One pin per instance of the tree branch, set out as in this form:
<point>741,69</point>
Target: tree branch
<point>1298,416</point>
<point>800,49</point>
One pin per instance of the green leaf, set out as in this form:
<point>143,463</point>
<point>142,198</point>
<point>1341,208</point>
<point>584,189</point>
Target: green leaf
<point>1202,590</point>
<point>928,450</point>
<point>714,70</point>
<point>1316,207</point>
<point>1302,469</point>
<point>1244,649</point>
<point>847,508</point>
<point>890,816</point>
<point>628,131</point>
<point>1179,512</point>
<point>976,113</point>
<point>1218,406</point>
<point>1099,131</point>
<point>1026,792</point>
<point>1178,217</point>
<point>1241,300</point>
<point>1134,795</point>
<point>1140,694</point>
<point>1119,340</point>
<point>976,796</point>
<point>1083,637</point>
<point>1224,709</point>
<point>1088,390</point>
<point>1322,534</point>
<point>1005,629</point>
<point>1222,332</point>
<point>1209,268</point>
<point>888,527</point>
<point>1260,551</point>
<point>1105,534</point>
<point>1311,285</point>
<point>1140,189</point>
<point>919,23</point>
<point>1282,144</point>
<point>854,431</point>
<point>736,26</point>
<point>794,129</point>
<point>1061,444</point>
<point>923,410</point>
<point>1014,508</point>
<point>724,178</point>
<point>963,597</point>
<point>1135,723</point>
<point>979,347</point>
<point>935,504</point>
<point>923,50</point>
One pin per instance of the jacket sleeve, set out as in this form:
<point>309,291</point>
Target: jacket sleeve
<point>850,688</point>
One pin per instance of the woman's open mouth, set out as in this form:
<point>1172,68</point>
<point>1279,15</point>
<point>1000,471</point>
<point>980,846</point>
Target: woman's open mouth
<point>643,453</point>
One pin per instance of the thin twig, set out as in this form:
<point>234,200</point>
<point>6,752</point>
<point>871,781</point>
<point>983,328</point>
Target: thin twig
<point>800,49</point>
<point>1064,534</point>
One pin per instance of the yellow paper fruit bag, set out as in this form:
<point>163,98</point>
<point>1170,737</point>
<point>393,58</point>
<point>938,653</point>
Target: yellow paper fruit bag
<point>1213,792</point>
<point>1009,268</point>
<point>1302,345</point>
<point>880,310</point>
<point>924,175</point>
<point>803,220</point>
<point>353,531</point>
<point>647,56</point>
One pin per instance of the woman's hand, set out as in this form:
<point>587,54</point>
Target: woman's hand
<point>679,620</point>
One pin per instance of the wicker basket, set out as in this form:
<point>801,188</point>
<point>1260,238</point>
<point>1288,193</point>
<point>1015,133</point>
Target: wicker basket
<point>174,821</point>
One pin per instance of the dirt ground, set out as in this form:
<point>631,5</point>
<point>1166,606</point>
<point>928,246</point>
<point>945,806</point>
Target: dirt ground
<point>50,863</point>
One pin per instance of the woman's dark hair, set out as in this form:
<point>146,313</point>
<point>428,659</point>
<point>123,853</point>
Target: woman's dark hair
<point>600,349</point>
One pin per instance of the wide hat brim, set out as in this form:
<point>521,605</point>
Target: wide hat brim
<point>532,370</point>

▬▬▬

* **Written task**
Please format every line of the data above as a numbered list, leaving out any blank lines.

* **Final result**
1. One pin per instance of the tree branch, set out as in this form:
2. <point>741,69</point>
3. Target: tree branch
4. <point>1298,416</point>
5. <point>800,49</point>
6. One pin per instance of the green leaf, set out as in this form:
7. <point>143,463</point>
8. <point>142,198</point>
9. <point>1341,208</point>
10. <point>584,189</point>
11. Target: green leaf
12. <point>1202,590</point>
13. <point>928,450</point>
14. <point>714,70</point>
15. <point>1316,207</point>
16. <point>1302,469</point>
17. <point>1244,649</point>
18. <point>847,508</point>
19. <point>890,816</point>
20. <point>628,131</point>
21. <point>1179,512</point>
22. <point>976,113</point>
23. <point>1218,406</point>
24. <point>1099,131</point>
25. <point>1026,792</point>
26. <point>1178,217</point>
27. <point>1241,300</point>
28. <point>1134,795</point>
29. <point>1140,694</point>
30. <point>1119,340</point>
31. <point>976,796</point>
32. <point>1083,637</point>
33. <point>1224,709</point>
34. <point>1088,390</point>
35. <point>1322,534</point>
36. <point>1005,629</point>
37. <point>1222,332</point>
38. <point>1209,268</point>
39. <point>888,527</point>
40. <point>1260,551</point>
41. <point>1105,534</point>
42. <point>1311,285</point>
43. <point>1140,189</point>
44. <point>919,23</point>
45. <point>1282,144</point>
46. <point>854,431</point>
47. <point>736,26</point>
48. <point>794,129</point>
49. <point>1061,444</point>
50. <point>923,410</point>
51. <point>1014,508</point>
52. <point>724,178</point>
53. <point>963,597</point>
54. <point>1135,723</point>
55. <point>979,347</point>
56. <point>935,504</point>
57. <point>923,50</point>
58. One pin per instance of the jacket sleeve, set out as in this form:
59. <point>309,291</point>
60. Target: jacket sleeve
61. <point>850,688</point>
62. One pin per instance of the woman's open mouth, set out as in this form:
63. <point>1172,68</point>
64. <point>1279,15</point>
65. <point>1000,471</point>
66. <point>980,846</point>
67. Target: woman's open mouth
68. <point>643,453</point>
69. One pin per instance of the thin twig, set out as in this form:
70. <point>234,200</point>
71. <point>6,752</point>
72. <point>871,781</point>
73. <point>983,328</point>
74. Target: thin twig
75. <point>800,49</point>
76. <point>1064,534</point>
77. One pin per instance of the yellow paper fruit bag, set out as in this form:
78. <point>163,98</point>
79. <point>1170,737</point>
80. <point>393,58</point>
81. <point>938,653</point>
82. Target: yellow paper fruit bag
83. <point>1213,792</point>
84. <point>1009,268</point>
85. <point>1302,345</point>
86. <point>880,310</point>
87. <point>924,175</point>
88. <point>803,220</point>
89. <point>353,531</point>
90. <point>647,56</point>
91. One pin per instance of the woman's hand, set out as in this form:
92. <point>587,54</point>
93. Target: woman's hand
94. <point>679,620</point>
95. One pin per instance of the wicker basket, set out as in this form:
96. <point>801,188</point>
97. <point>1260,238</point>
98. <point>1288,193</point>
99. <point>1015,133</point>
100. Target: wicker basket
101. <point>174,821</point>
102. One pin per instance of the dirt ground, set out as in this form:
103. <point>631,5</point>
104. <point>1166,606</point>
105. <point>928,246</point>
106. <point>945,806</point>
107. Target: dirt ground
108. <point>50,863</point>
109. One pin per instance of the woman's dark hair, set out as in this form:
110. <point>146,313</point>
111. <point>428,659</point>
112. <point>123,853</point>
113. Target: woman's dark hair
114. <point>600,349</point>
115. One pin per instance of the wide hat brim, set out as in this form:
116. <point>521,605</point>
117. Target: wide hat brim
118. <point>532,370</point>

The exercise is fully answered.